§ What to produce: In the records below, find the lines that include "bottle" and copy each.

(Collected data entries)
※ ※ ※

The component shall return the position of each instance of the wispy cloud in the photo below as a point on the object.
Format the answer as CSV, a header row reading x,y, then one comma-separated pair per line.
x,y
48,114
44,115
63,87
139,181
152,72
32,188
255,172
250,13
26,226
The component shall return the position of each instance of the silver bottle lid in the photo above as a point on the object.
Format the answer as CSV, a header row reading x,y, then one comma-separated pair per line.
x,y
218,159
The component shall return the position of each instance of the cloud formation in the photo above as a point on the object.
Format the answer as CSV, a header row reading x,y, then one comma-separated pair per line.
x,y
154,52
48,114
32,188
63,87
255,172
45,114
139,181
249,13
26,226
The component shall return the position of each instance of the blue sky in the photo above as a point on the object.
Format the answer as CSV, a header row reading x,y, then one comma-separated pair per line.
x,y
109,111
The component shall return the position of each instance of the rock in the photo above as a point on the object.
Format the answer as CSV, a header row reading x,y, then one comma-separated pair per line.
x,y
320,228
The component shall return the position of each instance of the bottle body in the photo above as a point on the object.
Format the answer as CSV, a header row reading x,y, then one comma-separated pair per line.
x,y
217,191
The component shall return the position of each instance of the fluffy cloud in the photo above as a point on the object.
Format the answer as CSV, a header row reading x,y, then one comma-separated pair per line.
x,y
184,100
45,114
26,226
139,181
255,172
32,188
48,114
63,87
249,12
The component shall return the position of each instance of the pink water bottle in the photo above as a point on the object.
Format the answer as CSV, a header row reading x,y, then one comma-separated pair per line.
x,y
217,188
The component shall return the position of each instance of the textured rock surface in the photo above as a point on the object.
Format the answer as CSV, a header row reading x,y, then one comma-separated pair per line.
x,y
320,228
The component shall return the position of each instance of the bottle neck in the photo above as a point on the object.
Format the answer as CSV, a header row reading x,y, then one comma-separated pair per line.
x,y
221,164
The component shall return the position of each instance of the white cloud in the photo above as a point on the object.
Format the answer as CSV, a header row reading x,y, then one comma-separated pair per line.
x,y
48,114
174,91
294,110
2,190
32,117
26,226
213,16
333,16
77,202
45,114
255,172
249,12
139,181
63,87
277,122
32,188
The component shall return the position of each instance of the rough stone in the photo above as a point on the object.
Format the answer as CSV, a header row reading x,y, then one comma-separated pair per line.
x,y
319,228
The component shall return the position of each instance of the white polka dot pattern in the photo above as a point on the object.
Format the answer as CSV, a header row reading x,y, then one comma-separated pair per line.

※ ※ ※

§ Answer area:
The component shall return the position of each instance of the silver bottle lid in the photo above as a point on the object.
The component shall return the position of each instance of the bottle body in the photo above as a point on the object.
The component shall return the position of each instance of the pink water bottle in the photo above as a point on the object.
The component shall return the position of each instance of the bottle neck in the photo above as a point on the object.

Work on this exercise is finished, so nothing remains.